TASK REQUIREMENTS
Pick out every line of the records below that contains the word "grass" and copy each one.

DATA FOR THIS EXERCISE
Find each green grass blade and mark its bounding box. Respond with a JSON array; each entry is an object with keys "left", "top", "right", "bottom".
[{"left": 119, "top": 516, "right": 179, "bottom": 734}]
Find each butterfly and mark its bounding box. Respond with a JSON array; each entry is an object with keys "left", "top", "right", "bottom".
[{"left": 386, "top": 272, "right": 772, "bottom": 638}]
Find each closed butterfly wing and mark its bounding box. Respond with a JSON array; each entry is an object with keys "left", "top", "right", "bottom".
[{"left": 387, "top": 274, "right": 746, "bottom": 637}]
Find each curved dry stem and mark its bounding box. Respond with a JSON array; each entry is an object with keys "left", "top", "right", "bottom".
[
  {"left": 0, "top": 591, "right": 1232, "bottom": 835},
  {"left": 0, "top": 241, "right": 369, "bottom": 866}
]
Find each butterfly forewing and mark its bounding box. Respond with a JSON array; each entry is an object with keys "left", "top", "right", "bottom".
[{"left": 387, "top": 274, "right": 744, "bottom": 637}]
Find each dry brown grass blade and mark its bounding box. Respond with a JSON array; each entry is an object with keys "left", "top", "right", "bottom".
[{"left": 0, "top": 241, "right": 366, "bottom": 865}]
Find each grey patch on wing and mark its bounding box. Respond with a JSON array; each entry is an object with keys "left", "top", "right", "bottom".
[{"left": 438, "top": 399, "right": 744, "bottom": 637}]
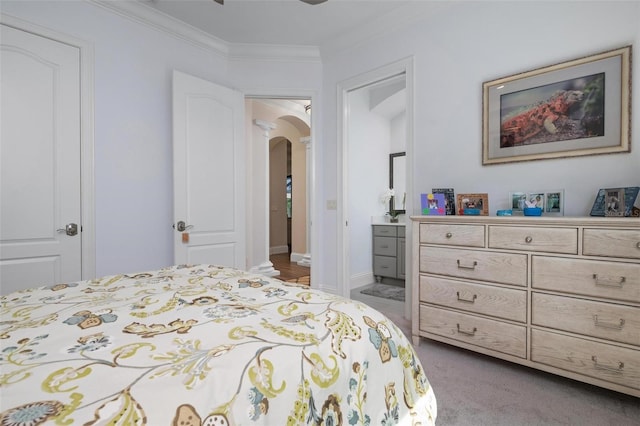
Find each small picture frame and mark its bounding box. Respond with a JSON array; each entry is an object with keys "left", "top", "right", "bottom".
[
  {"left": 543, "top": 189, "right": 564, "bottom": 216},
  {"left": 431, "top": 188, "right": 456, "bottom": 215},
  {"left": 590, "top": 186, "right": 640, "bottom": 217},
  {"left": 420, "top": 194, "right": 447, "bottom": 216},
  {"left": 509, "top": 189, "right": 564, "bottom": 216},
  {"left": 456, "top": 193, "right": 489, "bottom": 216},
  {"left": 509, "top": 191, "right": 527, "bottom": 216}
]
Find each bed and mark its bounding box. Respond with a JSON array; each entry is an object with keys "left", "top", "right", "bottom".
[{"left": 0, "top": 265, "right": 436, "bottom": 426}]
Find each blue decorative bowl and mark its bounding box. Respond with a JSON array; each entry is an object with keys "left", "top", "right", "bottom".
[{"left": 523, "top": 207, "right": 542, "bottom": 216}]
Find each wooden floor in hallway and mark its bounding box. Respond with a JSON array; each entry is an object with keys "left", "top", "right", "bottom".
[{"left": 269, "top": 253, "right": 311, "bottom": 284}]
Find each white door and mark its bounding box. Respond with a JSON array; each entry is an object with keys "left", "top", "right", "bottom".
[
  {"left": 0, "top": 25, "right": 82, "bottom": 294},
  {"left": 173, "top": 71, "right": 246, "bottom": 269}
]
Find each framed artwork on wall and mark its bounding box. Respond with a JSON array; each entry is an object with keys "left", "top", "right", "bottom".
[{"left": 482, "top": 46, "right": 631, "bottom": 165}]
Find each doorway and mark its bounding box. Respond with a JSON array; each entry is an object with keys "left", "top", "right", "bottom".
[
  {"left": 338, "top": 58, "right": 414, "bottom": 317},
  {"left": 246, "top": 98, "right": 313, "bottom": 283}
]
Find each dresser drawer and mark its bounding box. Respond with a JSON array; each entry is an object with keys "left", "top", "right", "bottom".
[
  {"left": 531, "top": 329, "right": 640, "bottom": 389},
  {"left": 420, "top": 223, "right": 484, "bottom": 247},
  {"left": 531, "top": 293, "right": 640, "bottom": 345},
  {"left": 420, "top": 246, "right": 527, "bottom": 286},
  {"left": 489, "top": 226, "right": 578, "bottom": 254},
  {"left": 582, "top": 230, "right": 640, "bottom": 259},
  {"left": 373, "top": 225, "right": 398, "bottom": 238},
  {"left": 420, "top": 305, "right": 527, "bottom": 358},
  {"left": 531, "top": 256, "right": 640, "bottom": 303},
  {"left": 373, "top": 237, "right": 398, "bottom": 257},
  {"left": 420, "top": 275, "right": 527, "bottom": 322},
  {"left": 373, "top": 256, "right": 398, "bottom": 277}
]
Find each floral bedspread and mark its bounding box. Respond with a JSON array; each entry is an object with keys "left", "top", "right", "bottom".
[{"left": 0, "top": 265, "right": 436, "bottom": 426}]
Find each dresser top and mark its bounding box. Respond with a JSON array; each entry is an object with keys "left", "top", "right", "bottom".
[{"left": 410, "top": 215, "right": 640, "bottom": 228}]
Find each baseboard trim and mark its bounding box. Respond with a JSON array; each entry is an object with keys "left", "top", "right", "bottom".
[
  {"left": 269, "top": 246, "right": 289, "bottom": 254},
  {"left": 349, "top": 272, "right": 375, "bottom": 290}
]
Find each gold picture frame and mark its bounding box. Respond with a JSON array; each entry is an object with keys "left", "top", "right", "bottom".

==

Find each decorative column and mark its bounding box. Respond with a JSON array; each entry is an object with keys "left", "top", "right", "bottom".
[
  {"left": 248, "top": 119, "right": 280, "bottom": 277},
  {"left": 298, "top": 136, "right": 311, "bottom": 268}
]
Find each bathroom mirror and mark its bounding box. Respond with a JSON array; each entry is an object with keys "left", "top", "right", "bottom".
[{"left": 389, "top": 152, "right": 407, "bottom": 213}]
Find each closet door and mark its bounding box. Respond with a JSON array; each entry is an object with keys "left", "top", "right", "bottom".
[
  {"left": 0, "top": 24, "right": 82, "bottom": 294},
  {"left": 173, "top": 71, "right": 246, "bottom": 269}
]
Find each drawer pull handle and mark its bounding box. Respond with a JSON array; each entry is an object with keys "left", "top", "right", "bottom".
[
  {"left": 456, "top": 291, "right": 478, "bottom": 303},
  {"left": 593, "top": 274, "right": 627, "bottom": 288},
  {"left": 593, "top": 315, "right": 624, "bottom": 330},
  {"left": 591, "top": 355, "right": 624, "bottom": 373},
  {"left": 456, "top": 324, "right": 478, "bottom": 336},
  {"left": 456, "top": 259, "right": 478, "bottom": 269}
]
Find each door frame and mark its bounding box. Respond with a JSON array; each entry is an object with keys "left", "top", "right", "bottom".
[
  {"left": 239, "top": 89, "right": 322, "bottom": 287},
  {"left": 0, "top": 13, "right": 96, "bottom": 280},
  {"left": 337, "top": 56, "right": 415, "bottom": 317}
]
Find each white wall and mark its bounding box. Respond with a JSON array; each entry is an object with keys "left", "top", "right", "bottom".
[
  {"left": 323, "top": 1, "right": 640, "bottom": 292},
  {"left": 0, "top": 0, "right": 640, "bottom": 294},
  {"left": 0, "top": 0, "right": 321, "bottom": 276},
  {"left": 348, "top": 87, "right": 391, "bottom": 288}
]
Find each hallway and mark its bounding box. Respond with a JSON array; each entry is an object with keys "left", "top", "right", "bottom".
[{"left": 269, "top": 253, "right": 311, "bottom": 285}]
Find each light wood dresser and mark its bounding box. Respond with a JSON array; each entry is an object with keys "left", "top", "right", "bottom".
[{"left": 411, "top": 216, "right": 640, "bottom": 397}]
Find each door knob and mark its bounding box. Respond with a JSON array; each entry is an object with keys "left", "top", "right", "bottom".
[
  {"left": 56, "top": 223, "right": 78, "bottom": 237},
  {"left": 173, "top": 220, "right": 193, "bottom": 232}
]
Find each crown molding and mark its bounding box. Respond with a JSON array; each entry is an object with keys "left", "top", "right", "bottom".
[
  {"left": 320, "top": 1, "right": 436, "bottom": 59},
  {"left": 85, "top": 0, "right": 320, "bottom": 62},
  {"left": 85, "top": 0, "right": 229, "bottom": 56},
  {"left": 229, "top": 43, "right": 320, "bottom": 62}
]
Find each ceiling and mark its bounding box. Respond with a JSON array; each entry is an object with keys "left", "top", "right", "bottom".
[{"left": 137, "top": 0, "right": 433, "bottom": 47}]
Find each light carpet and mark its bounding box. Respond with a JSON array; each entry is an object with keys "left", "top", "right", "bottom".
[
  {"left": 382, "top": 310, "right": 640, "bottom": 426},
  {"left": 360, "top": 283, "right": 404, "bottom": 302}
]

ANSWER
Find each green grass blade and mark its bounding box. Respond with a JSON array; each entry is an object with keys "left", "top", "right", "bottom".
Find each dry brown grass blade and mark its bounding box. Respond with a JSON array; each entry is an object with keys "left", "top", "right", "bottom".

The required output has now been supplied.